Directive:
Rewrite the stretch of data below from the line containing "Where can you spot the road marking?" through the line containing "[[159, 70]]" as a numbered list, omitting any blank lines.

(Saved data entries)
= = = = = = =

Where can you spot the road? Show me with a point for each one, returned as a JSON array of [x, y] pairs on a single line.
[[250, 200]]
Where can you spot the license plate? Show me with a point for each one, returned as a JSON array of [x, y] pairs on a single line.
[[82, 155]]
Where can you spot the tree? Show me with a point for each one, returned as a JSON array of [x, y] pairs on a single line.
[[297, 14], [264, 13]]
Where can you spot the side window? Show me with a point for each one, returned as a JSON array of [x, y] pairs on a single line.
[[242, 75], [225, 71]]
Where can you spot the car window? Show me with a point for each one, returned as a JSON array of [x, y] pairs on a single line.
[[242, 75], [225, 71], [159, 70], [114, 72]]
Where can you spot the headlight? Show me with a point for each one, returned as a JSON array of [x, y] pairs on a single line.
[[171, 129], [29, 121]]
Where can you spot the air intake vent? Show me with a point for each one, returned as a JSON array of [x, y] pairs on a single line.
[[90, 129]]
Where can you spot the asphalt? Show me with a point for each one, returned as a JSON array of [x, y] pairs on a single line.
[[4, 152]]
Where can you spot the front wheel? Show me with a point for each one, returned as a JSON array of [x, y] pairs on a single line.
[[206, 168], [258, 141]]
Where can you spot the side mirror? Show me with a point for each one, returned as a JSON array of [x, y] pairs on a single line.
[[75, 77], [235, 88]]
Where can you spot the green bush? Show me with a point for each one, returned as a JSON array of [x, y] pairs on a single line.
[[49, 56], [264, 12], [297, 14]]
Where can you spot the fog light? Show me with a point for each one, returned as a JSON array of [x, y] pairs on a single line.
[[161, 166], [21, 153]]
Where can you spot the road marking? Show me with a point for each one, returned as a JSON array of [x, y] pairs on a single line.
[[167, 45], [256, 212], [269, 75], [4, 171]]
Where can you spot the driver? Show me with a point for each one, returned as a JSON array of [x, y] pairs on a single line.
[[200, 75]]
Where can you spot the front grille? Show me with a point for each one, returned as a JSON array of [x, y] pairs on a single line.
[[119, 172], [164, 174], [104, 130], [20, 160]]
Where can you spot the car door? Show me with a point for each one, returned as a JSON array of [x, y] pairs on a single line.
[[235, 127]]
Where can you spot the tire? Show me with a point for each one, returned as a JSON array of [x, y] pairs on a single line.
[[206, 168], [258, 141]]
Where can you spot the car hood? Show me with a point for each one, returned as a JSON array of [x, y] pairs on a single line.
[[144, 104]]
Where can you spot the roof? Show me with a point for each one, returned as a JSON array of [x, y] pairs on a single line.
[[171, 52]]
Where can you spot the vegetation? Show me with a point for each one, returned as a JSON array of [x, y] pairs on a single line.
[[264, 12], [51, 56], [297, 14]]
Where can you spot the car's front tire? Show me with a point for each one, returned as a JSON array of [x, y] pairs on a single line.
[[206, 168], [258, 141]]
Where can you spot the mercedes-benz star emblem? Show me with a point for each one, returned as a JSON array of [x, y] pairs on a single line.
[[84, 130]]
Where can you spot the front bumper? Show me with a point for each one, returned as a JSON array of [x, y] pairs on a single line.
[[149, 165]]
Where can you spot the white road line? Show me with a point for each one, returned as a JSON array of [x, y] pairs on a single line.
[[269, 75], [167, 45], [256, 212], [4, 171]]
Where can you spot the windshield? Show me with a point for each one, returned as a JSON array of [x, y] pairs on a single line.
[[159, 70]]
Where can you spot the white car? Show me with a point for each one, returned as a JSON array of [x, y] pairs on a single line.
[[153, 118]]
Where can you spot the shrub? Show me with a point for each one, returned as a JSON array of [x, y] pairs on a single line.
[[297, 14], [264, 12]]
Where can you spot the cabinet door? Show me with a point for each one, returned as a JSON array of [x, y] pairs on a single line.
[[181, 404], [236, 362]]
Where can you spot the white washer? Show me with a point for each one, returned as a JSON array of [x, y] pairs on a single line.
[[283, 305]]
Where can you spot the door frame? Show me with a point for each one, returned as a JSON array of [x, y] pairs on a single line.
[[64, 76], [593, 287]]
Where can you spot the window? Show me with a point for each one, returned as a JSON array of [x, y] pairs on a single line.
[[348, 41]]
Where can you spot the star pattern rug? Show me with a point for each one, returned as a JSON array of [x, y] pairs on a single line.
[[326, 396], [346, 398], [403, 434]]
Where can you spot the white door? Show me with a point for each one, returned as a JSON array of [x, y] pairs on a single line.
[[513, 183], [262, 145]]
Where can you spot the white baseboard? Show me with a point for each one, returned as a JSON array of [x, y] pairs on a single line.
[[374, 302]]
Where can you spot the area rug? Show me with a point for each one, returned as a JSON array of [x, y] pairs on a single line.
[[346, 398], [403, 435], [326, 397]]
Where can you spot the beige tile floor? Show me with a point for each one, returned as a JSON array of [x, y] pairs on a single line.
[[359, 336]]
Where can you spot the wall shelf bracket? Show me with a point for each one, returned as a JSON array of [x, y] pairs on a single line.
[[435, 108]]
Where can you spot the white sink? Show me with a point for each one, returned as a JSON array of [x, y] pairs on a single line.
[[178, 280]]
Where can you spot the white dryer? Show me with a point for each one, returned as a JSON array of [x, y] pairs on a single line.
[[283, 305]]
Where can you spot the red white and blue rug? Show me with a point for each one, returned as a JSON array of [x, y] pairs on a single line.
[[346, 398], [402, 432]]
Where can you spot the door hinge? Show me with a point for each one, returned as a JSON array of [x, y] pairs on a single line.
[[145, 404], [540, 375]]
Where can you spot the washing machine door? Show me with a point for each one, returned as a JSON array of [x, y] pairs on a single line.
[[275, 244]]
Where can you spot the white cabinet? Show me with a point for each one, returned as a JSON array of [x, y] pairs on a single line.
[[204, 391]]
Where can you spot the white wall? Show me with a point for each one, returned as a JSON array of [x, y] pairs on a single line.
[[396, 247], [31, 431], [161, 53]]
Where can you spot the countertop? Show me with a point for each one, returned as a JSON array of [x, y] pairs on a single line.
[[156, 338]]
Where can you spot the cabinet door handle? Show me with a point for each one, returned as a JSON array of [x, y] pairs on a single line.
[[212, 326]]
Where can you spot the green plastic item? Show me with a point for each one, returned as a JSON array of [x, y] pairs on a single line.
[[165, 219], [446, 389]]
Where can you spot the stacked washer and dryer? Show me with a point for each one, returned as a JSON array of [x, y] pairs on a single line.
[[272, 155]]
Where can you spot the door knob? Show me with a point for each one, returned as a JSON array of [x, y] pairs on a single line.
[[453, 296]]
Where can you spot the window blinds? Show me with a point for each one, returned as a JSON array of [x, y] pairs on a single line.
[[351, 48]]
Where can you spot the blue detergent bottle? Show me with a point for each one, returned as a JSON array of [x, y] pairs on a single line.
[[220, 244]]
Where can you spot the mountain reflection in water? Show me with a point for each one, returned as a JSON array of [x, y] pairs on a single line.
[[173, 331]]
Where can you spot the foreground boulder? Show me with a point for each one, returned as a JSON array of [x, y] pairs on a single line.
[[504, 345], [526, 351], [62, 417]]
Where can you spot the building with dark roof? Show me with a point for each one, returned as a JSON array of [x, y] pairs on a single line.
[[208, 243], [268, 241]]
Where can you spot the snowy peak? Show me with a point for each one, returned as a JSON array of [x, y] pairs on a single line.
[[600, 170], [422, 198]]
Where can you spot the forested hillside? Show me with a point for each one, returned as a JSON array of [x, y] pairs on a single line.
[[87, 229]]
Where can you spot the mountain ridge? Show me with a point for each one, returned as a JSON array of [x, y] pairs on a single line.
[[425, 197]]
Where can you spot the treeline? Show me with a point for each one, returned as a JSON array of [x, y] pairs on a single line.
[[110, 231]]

= = = = = = =

Written answer:
1. Where can you spot the road marking? Show me with a point for each one, returned as a JSON array of [x, y] pairs on a single line.
2. [[167, 45], [256, 212], [269, 75], [4, 171]]
3. Where can you spot the driver? Show me with a point for each one, returned as a JSON array of [x, y] pairs on a single line.
4. [[200, 75]]
5. Where can you spot the front grille? Show me with a point for each one, returned as a JSON array of [x, y] pairs on a single line.
6. [[119, 172], [164, 174], [104, 130], [20, 160]]
7. Where can you spot the car door? Show me with a point for each one, returned as a JSON array of [x, y] pairs on a single line.
8. [[235, 127]]
9. Where can you spot the tire? Show me with a point for each one, returned as a JSON array of [x, y] pairs on a single line.
10. [[206, 168], [258, 141]]
11. Where can you spot the car hood? Show me with a point for each one, returned as a JSON array of [x, y] pairs on a single line.
12. [[144, 104]]
13. Where can you spot the roof? Show me with a point for each one, returned as a JSON array of [x, y] pairs on a single line.
14. [[171, 52]]
15. Where can you spot the vegetation? Show me with a point for each one, returned as a JSON array of [x, y] pairs on a single line.
16. [[264, 12], [51, 56], [297, 14]]
17. Where can you spot the car's front tire? Show me with a point for each one, returned as a JSON array of [x, y] pairs on a single line.
18. [[206, 168], [258, 141]]
19. Where can you spot the mercedes-benz star emblem? Show me with a point for each one, returned as a JSON array of [x, y] pairs on a single line.
20. [[84, 130]]
21. Where can you spot the front bumper? Show me with a point for each one, returned as a JSON array of [x, y] pairs on a single line.
22. [[149, 165]]
23. Where can you spot the white road line? Show me with a point for each one, returned as a JSON array of [x, y] pairs on a single line.
24. [[269, 75], [167, 45], [256, 212], [4, 171]]
25. Where can you spot the windshield? Show me with a point for each one, returned as a JSON array of [x, y] pairs on a single line.
26. [[159, 70]]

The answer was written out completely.